## Testo fornito
↓
In questo flusso diacronico, le immagini rubano la scena a tutto destabilizzando la memoria e imponendosi esse stesse come “prova dei fatti”, proprio come è dato di vedere in questa bella mostra ospite alla Galleria GHIRRI, ottime stampe dagli scatti di un maestro siciliano della fotografia, quel Tano D’AMICO che a Roma – e da lì al mondo e alla Storia – ci guida per l’appunto nel nostro passato prossimo, remoto e presente al tempo stesso: il 1982 è appena ieri, Comiso è lì dietro l’angolo, la Sicilia è tutta qui intorno a noi, ci avvolge letteralmente … eppure, quei fatti, quegli uomini che li hanno vissuti o molto più prosaicamente visti o distrattamente ignorati appartengono inesorabilmente ad una dimensione altra rispetto al nostro presente.
Ma poi … è realmente così? In fondo, a pensarci, non basta semplicemente un corteo di precari a Palermo, uno sbarco di disperati nel porto di Catania, un naufragio in diretta a Lampedusa, uno sciopero operaio a Termini Imerese o un pacifista a braccetto della mamma arrabbiata in rotta sul M.U.O.S. di Niscemi per resettare l’orologio sincronico della Storia e delle nostre vite e destabilizzare, azzerandole, le rade certezze che ancora ci reggono? Non basta proprio il fulmineo scatto di un click fotografico per tornare al presente?
Il buon Tano D’AMICO ce lo insegna e noi lo ringraziamo.
Sebastiano FAVITTA e Attilio GERBINO
Galleria Fotografica Luigi GHIRRI
Caltagirone, ottobre 2013
Frugando nelle ombre del passato prossimo
E se credete ora
che tutto sia come prima
perché avete votato ancora
la sicurezza, la disciplina,
convinti di allontanare
la paura di cambiare
verremo ancora alle vostre porte
e grideremo ancora più forte
per quanto voi vi crediate assolti
siete per sempre coinvolti,
per quanto voi vi crediate assolti
siete per sempre coinvolti.
Fabrizio DE ANDRÈ, Canzone del maggio, 1973
Cantautore italiano (1940 – 1999)
Romanzo fotografico, questa mostra di Tano D’AMICO, che non usa parole ma solo la forza delle immagini, e ci racconta una storia d’Italia in bianco e nero. L’Italia narrata da queste fotografie coincide con la mia giovinezza anni Ottanta: la ritrovo nel taglio dei capelli dei giovani protagonisti, nei loro abiti, ma soprattutto nei miei ricordi visivi, quelli dei telegiornali della sera che raccontavano cosa stava accadendo in quel tempo in molte città d’Italia, dagli anni Settanta in poi. Era forte la speranza di potere cambiare il mondo, di contestare ciò che non si voleva, di lottare in nome di una politica onesta.
↑
## Consegna 1
Trova tutte le righe che contengono la stringa "wheel" e ricopiale. Tieni conto di maiuscole e minuscole.

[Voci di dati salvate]
↓
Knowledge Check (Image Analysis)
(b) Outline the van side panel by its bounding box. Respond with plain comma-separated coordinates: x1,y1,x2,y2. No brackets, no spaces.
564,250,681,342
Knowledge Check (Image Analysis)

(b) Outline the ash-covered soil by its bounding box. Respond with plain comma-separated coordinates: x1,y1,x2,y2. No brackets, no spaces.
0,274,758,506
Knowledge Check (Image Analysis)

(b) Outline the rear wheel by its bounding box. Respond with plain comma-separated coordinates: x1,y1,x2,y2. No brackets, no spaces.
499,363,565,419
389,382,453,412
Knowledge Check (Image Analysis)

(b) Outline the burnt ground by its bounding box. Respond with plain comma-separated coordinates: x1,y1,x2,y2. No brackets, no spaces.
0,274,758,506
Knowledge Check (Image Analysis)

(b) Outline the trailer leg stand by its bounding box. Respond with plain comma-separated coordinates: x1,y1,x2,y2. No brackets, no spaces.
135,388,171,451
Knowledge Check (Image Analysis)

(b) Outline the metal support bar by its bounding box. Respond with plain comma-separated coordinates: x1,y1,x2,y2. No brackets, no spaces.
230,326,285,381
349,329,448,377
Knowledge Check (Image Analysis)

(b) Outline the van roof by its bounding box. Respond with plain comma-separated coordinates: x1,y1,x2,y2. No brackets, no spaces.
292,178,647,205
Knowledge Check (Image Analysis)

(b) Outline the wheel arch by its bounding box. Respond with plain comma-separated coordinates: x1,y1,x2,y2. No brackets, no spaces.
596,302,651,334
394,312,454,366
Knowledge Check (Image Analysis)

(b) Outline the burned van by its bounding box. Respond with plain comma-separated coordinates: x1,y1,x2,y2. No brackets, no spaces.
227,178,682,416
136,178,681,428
↑
↓
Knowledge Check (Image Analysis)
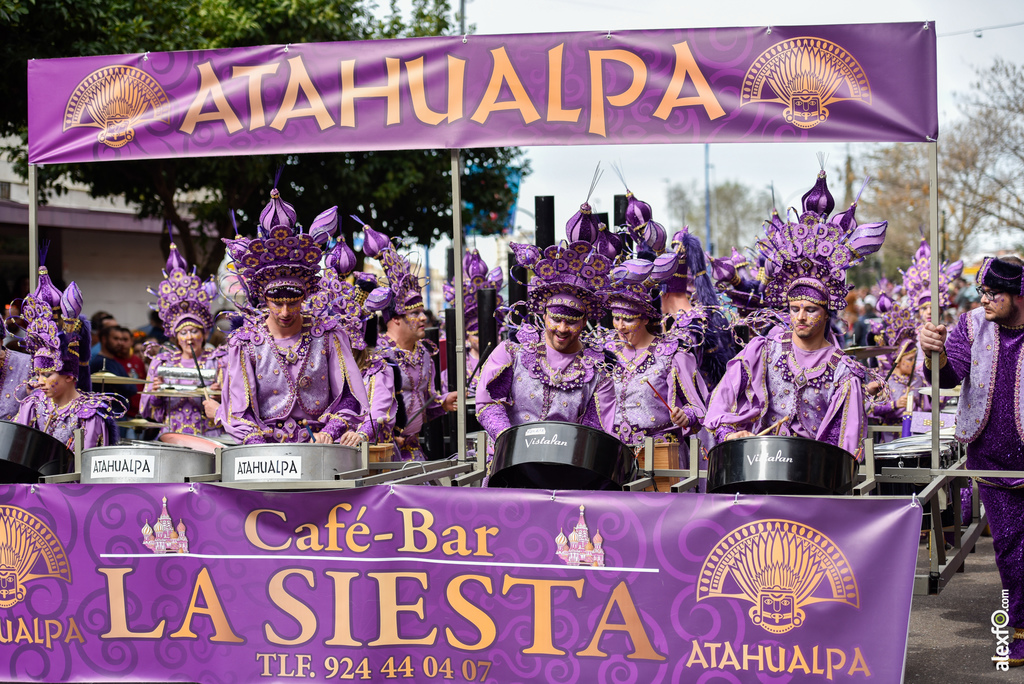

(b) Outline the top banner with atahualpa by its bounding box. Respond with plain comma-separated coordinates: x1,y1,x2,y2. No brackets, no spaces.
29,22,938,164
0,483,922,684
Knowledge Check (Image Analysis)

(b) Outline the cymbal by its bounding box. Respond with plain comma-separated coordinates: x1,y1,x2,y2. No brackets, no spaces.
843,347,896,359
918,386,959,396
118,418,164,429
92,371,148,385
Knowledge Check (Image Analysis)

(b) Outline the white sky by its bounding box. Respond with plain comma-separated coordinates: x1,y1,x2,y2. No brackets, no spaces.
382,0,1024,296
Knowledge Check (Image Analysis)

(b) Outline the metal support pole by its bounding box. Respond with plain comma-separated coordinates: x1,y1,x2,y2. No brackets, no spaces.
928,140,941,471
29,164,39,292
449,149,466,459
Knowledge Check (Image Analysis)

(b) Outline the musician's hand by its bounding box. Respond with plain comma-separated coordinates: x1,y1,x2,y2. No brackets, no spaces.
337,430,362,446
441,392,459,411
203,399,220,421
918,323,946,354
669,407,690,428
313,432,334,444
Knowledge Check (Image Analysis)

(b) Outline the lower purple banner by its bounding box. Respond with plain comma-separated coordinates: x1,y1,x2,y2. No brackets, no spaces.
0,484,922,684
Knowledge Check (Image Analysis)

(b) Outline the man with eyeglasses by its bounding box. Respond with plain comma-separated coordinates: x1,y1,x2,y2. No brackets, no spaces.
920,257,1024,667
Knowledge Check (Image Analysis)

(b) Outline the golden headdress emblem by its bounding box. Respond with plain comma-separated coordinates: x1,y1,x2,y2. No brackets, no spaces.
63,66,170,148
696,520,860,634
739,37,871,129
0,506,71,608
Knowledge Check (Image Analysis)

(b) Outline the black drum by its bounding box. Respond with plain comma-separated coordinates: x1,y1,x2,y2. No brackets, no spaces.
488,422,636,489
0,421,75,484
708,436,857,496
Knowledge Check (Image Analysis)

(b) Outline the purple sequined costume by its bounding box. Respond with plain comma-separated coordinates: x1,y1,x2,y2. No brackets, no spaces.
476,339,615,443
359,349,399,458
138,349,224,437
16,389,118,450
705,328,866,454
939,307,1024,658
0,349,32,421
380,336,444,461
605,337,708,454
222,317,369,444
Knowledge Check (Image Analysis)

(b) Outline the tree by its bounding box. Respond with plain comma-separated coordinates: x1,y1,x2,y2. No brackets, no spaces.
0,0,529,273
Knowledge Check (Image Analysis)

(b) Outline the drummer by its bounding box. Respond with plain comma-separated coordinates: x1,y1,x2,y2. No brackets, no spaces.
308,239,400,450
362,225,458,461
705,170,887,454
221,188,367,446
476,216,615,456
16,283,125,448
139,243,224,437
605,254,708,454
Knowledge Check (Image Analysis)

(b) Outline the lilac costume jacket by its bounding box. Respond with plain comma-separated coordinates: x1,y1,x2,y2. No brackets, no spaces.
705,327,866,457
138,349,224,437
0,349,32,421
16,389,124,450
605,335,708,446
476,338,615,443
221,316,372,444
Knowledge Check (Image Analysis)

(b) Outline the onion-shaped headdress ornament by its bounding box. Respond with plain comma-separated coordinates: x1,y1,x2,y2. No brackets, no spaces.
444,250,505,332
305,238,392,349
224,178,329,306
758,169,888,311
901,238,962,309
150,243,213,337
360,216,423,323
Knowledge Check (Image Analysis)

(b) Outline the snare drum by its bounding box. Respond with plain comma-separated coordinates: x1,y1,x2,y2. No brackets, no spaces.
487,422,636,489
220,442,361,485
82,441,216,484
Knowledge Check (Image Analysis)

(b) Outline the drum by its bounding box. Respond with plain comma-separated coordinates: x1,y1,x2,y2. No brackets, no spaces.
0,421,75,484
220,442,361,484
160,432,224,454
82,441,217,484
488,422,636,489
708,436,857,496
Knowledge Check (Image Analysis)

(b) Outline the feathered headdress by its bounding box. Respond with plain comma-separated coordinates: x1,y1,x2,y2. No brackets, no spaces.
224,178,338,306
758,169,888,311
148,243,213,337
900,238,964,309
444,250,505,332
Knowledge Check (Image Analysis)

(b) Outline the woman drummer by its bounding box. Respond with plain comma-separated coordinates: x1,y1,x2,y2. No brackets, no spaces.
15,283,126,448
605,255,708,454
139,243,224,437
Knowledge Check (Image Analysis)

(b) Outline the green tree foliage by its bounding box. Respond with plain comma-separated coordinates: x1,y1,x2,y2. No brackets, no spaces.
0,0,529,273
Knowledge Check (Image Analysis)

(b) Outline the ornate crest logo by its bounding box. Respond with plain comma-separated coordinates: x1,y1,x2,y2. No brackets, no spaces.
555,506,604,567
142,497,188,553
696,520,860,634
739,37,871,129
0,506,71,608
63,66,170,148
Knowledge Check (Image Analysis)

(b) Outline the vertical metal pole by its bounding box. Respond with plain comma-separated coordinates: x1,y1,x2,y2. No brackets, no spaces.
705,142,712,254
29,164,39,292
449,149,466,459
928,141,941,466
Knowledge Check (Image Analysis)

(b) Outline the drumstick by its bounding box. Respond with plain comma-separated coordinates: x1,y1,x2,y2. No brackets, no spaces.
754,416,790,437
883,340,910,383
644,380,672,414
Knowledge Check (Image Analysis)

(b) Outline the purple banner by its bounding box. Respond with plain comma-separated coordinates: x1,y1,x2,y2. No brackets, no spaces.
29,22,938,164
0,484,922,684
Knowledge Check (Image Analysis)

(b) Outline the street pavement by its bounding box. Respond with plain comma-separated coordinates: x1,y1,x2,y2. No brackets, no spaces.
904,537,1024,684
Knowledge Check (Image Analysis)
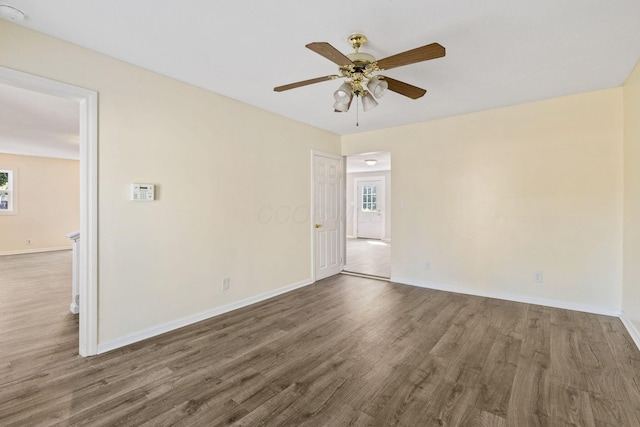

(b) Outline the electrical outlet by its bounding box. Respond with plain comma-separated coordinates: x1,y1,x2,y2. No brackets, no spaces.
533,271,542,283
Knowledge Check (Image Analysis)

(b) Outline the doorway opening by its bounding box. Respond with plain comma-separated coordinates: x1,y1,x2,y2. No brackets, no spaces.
↑
↓
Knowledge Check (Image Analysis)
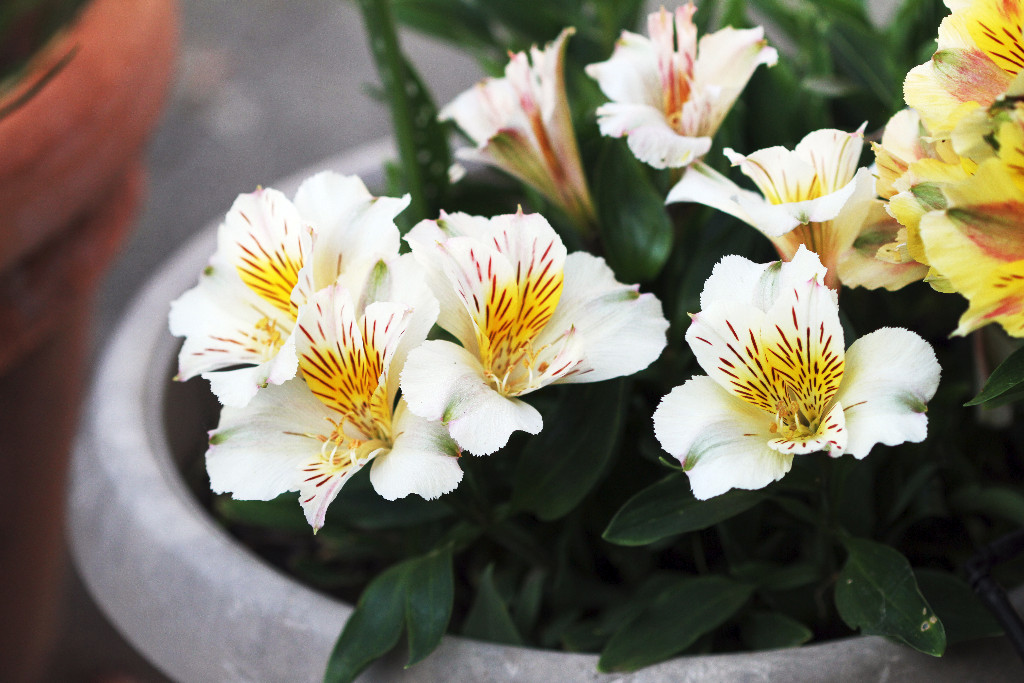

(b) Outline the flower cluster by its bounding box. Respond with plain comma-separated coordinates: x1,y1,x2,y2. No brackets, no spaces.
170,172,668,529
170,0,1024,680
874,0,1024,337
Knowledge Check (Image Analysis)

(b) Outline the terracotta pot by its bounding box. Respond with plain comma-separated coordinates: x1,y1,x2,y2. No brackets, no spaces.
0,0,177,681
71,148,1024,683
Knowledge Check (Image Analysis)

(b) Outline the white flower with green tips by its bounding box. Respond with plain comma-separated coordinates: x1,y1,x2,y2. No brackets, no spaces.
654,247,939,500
↑
## Consegna 2
Riproduci fedelmente il passo del testo sulla mostra di Tano D’AMICO da "Ma poi … è realmente" fino a "tornare al presente?" compreso.

## Risposta finale 1
(b) Outline the rear wheel by its bounding box. Respond with plain comma-separated coordinates: x1,y1,x2,y2. No brackets, no spaces.
(b) Outline the wheel arch by its bounding box. Respond with plain comma-separated coordinates: x1,y1,x2,y2. No brackets, no spaces.

## Risposta finale 2
Ma poi … è realmente così? In fondo, a pensarci, non basta semplicemente un corteo di precari a Palermo, uno sbarco di disperati nel porto di Catania, un naufragio in diretta a Lampedusa, uno sciopero operaio a Termini Imerese o un pacifista a braccetto della mamma arrabbiata in rotta sul M.U.O.S. di Niscemi per resettare l’orologio sincronico della Storia e delle nostre vite e destabilizzare, azzerandole, le rade certezze che ancora ci reggono? Non basta proprio il fulmineo scatto di un click fotografico per tornare al presente?